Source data

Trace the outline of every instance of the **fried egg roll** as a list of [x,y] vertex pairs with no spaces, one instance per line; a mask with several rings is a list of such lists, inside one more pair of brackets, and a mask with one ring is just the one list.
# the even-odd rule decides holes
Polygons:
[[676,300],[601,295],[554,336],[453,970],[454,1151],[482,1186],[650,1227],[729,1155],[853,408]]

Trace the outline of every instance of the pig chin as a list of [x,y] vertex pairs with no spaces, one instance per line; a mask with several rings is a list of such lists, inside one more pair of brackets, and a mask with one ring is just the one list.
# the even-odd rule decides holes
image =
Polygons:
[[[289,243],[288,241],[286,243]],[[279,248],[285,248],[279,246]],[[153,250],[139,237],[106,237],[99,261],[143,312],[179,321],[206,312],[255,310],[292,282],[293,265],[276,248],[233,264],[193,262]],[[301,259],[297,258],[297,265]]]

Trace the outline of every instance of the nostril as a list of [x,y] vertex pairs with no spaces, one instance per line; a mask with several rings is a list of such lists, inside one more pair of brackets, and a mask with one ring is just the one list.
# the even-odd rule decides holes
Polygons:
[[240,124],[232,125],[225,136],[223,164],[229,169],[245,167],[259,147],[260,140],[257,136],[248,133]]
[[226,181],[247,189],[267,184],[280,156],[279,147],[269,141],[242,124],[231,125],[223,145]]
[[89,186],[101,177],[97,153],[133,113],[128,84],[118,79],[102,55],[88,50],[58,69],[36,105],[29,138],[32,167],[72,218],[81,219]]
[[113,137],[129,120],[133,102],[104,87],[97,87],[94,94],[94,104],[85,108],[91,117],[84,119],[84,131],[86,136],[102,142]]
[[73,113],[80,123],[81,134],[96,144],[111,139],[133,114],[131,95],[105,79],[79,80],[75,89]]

The problem
In full and without deviation, reproduce the entries above.

Response to the task
Trace the outline of every instance of the **fried egg roll** as a list of [x,y] vertex pairs with no spaces, one instance per line; a mask with several rings is a list of such lists, inside one more pair of brackets, and a mask with one ring is just the one list.
# the even-odd rule decides holes
Polygons:
[[676,300],[601,295],[554,336],[453,970],[454,1151],[482,1186],[650,1227],[729,1155],[853,408]]

Trace the outline of every instance of the pig chin as a list of [x,y] vertex pairs with no spaces, one instance per line; a mask with several rings is a list of such lists, inside one more pair of brackets, and a mask with one ring is just the one list.
# the even-odd rule decides holes
image =
Polygons:
[[[289,243],[288,241],[286,243]],[[279,248],[285,248],[279,246]],[[153,250],[139,237],[106,237],[99,261],[143,312],[179,321],[206,312],[255,310],[292,282],[293,265],[276,248],[233,264],[193,262]],[[301,259],[297,258],[297,265]]]

Trace the outline of every instance of the nostril as a list of [x,y] vertex pairs with no spaces, one instance per line; a mask with several rings is a list of such lists, inside one more pair of brackets, and a mask with one ring is just the one list.
# the even-odd rule decides holes
Polygons:
[[240,124],[232,125],[225,136],[223,164],[229,169],[245,167],[259,147],[260,140],[257,136],[248,133]]
[[226,181],[247,189],[267,184],[280,156],[279,147],[269,141],[242,124],[231,125],[223,145]]
[[89,186],[101,177],[97,153],[133,113],[128,84],[118,79],[102,55],[88,50],[58,69],[36,105],[29,138],[32,167],[72,218],[81,219]]
[[113,137],[129,120],[133,102],[104,87],[97,87],[94,94],[94,104],[85,108],[91,117],[84,119],[84,131],[86,136],[102,142]]
[[73,113],[80,123],[81,134],[96,144],[111,139],[133,114],[131,95],[105,79],[79,80],[75,89]]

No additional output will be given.